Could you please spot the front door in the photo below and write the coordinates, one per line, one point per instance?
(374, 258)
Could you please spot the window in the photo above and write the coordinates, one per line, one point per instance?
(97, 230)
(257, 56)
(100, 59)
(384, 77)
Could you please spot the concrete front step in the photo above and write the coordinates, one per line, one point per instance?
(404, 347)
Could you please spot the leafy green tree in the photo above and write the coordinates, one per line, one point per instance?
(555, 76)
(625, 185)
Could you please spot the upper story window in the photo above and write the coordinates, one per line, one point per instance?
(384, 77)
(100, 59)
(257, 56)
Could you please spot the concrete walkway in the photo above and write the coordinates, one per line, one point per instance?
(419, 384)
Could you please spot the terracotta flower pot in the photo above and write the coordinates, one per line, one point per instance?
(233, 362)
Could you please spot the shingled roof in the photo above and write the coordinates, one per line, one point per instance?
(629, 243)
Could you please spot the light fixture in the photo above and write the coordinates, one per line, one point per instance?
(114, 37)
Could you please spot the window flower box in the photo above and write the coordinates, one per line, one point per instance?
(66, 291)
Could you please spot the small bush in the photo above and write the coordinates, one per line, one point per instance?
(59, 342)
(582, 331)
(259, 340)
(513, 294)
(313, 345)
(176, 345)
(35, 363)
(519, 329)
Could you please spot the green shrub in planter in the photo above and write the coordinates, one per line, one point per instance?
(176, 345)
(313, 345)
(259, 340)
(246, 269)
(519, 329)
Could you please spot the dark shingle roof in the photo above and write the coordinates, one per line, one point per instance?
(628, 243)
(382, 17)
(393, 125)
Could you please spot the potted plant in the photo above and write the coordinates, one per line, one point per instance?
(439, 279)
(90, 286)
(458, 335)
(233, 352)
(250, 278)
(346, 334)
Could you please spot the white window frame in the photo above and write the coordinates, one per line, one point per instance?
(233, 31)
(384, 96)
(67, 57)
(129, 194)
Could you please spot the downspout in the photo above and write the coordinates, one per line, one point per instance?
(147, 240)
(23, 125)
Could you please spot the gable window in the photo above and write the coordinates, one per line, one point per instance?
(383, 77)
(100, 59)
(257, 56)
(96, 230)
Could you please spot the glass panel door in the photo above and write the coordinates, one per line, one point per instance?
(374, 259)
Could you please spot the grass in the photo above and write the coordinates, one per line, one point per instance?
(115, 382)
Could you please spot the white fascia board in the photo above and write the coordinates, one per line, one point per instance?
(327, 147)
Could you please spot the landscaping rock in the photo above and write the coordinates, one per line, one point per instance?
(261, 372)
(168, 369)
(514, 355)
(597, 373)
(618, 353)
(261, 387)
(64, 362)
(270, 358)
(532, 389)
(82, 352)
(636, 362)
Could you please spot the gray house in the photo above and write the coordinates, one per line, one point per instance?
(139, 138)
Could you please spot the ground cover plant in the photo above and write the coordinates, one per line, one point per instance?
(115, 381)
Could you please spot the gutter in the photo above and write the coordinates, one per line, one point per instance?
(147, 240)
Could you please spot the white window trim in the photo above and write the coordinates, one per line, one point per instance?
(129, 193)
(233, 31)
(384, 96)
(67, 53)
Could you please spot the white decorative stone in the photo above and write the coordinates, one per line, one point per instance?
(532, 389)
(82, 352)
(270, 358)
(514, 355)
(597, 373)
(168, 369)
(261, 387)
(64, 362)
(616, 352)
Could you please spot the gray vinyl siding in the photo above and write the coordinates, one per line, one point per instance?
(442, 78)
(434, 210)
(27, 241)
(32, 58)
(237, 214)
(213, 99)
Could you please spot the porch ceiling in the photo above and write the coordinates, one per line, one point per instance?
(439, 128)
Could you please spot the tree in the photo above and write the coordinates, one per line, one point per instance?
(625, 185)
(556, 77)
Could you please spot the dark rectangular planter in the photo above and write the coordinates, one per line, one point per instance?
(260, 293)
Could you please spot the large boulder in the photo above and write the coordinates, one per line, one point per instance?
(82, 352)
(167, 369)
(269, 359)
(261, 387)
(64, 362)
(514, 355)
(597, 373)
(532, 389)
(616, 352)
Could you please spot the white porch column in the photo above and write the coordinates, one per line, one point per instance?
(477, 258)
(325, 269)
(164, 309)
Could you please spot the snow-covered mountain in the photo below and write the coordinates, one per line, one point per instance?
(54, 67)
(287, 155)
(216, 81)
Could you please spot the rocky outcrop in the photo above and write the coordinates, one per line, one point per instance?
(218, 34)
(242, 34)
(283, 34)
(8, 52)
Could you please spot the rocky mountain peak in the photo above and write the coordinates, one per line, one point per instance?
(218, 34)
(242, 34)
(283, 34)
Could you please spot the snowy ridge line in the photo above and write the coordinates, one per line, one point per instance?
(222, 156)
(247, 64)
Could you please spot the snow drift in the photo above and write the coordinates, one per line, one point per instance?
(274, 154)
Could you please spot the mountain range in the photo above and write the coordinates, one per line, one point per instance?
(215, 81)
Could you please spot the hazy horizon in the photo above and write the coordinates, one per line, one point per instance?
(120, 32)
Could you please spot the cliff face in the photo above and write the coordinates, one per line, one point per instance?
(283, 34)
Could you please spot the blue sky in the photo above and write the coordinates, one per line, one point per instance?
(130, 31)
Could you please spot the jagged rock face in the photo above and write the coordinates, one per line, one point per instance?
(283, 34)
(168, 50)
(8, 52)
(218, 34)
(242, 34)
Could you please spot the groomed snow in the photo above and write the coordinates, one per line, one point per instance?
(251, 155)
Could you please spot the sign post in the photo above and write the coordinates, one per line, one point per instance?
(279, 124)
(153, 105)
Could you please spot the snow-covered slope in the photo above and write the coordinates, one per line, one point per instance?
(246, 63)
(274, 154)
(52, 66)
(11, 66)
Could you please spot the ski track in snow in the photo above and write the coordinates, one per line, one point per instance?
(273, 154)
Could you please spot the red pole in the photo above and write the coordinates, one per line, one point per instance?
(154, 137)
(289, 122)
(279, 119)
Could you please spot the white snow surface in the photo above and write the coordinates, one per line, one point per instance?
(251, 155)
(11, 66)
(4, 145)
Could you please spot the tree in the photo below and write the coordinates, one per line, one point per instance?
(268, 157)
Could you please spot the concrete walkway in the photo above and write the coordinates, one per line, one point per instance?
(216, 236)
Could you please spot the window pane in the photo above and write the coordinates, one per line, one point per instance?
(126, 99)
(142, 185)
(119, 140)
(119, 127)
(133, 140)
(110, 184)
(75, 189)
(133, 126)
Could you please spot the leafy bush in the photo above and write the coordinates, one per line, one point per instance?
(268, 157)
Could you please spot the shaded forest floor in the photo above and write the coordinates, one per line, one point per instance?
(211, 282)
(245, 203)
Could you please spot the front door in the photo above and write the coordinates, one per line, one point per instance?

EXERCISE DESCRIPTION: Reproduce each record exactly, leaving nothing out.

SOLUTION TO THIS EXERCISE:
Could you please spot the front door in the photo below and write the coordinates, one per line, one point per instance?
(374, 258)
Could you please spot the window in the photo above and write the coordinates, one per line, one point per instance?
(97, 230)
(257, 56)
(100, 59)
(384, 77)
Could you please spot the concrete front step in the photo above and write the coordinates, one per line, one point per instance?
(404, 347)
Could you please spot the leafy green tree in the photo above and write the coordinates, one per line, one point per instance?
(555, 76)
(625, 185)
Could you please spot the upper story window in the photo above and write the coordinates, one per line, one point per instance?
(384, 77)
(100, 59)
(257, 56)
Could you please spot the concrete walkway in the photo above and write the coordinates, one per line, one point per instance?
(419, 384)
Could you please spot the terracotta flower pot in the photo above and write the coordinates, one per line, one point per instance?
(233, 362)
Could you please spot the shingled roof in the photo above and write the coordinates, one per line, one point per instance?
(629, 243)
Could you please spot the light fixture in the photo above and write the coordinates, one per line, one point per instance?
(114, 37)
Could you please spot the window flower box in the photo above and write the coordinates, one per line, one point per instance?
(66, 291)
Could you please spot the small bush in the photo above and write the coordinates, one per line, one point per instance?
(59, 342)
(582, 331)
(259, 340)
(513, 294)
(313, 345)
(176, 345)
(35, 363)
(519, 329)
Could you please spot the green shrub in planter in the photo above and write the coordinates, one per line, one point per instance?
(176, 345)
(313, 345)
(259, 340)
(246, 269)
(519, 329)
Could you please spot the dark shingle roof in the photo above and write the coordinates, one per line, one point per instance?
(628, 243)
(382, 17)
(393, 125)
Could you please spot the potted plant in the photo above and write the coordinates, one per line, one point per instance?
(439, 279)
(90, 286)
(458, 335)
(233, 352)
(250, 278)
(346, 334)
Could you please spot the white window frame in the photo above and write the coordinates, one per line, one point per instance?
(233, 31)
(384, 96)
(67, 57)
(129, 194)
Could you please spot the downspout in the photo above and write the coordinates, one per line, one point per instance?
(147, 240)
(23, 125)
Could you please spot the gable window in the photo above and write the coordinates, one per line, one point per instance?
(383, 77)
(100, 59)
(257, 56)
(96, 230)
Could you please spot the glass panel door in the photo above and write the coordinates, one per line, one point per instance?
(374, 259)
Could you please spot the grass in the photo above and write the coordinates, one per line, one point per instance?
(115, 382)
Could you please spot the white fascia board in the photo above and write the coordinates, one per line, one point per instance?
(327, 147)
Could you please spot the landscaping rock in the photo above and write the coordinates, one per line, one point per instance?
(261, 372)
(168, 369)
(514, 355)
(597, 373)
(618, 353)
(261, 387)
(64, 362)
(270, 358)
(532, 389)
(82, 352)
(636, 362)
Could you please spot the gray house in the photo above and write the coordinates, one per line, one point per instance?
(139, 138)
Could you please spot the ground cover plant in the photo above and write the coordinates, one per line, one point per instance?
(115, 381)
Could you please spot the gutter in the photo above and write the coordinates, one per line, one point per instance?
(147, 240)
Could you please spot the white window trim in the photo above and write the coordinates, one per line, one point per instance?
(129, 193)
(233, 31)
(384, 96)
(67, 53)
Could you please spot the white decorative stone in the photo above and write the coordinates, one per line, one point per instance?
(532, 389)
(82, 352)
(270, 358)
(514, 355)
(597, 373)
(168, 369)
(261, 387)
(64, 362)
(616, 352)
Could you please spot the gray vinyl siding in the photo above and write the coordinates, one per line, one point per instance?
(442, 78)
(434, 210)
(27, 241)
(32, 58)
(237, 214)
(213, 99)
Could you please spot the porch ceiling in the photo above and write the coordinates, one per line, one point per instance?
(439, 128)
Could you please spot the tree in the photo above and write the coordinates, one per line, one point per instance?
(625, 185)
(556, 77)
Could you please spot the dark rectangular planter in the photo above and write the coordinates, one per line, one point per instance?
(260, 293)
Could you please spot the large boulder in the photo above and write the coordinates, one per line, one point per instance?
(82, 352)
(167, 369)
(269, 359)
(261, 387)
(64, 362)
(514, 355)
(597, 373)
(532, 389)
(616, 352)
Could you please spot the white porch column in the photo above and write the coordinates, one per line, one point per instance?
(477, 258)
(325, 269)
(164, 309)
Could you please spot the snow-covered mountain in the photo below and write the coordinates, one per line, one point per instance?
(54, 67)
(287, 155)
(216, 81)
Could you please spot the rocky outcrop in the photo above and write the coordinates, one per line, one point per instance?
(218, 34)
(242, 34)
(283, 34)
(8, 52)
Could you please spot the rocky mountain peak in the photo above and write the coordinates, one per line, one point per instance?
(218, 34)
(242, 34)
(283, 34)
Could you please spot the snowy ridge line in the photo above and write the coordinates, one per line, one point per instance?
(222, 156)
(247, 64)
Could you please spot the snow drift in the photo above and write the coordinates, one per line, one point per instance?
(274, 154)
Could you please spot the mountain range in the photo above and write the coordinates, one per line, one point per instance?
(215, 81)
Could you please spot the hazy horizon in the photo above and write the coordinates, one per line, one point per instance?
(120, 32)
Could you please spot the cliff face in the photo above and write the coordinates, one per line, one point per instance?
(283, 34)
Could you please spot the blue sky in the photo above and write the coordinates, one per line, one point per instance?
(130, 31)
Could you please spot the jagged rock face in the photo above and write the coordinates, one per line, one point per instance?
(283, 34)
(168, 50)
(8, 52)
(218, 34)
(242, 34)
Could you please spot the groomed snow in the photo above and write the coordinates, one per line, one point per instance?
(251, 155)
Could you please spot the sign post in the photo above and write the coordinates, one per line, one point per instance?
(279, 124)
(153, 105)
Could you please spot the snow-covered slope in the photo above and write the coordinates, one per line, one point per instance?
(246, 63)
(274, 154)
(52, 66)
(11, 66)
Could you please spot the ski track in snow in the photo above and write the coordinates, one per line, one point per instance?
(273, 154)
Could you please spot the red pole in the photo above and write the coordinates, one per line, one point per instance?
(154, 137)
(289, 122)
(279, 119)
Could you please spot the white snow surface in the photo above and write the coordinates, one per line, one point per instance?
(251, 155)
(11, 66)
(4, 145)
Could you please spot the tree in the photo below and write the coordinates, one per line, one point per instance?
(268, 157)
Could you please spot the concrete walkway in the photo above and write the coordinates, one per line, one point per instance?
(216, 236)
Could you please spot the window pane in the photo above and write the coordinates, one per line, one point per instance?
(126, 99)
(142, 185)
(119, 140)
(119, 127)
(133, 140)
(110, 184)
(75, 189)
(133, 126)
Could you please spot the leafy bush in the photo above and write the coordinates, one per line, one point per instance?
(268, 157)
Could you please spot the shaded forest floor in the photo above and write the coordinates, one per line, one point per instance?
(211, 282)
(245, 203)
Could you please spot the front door in the photo above and write the coordinates, one per line, one point per instance?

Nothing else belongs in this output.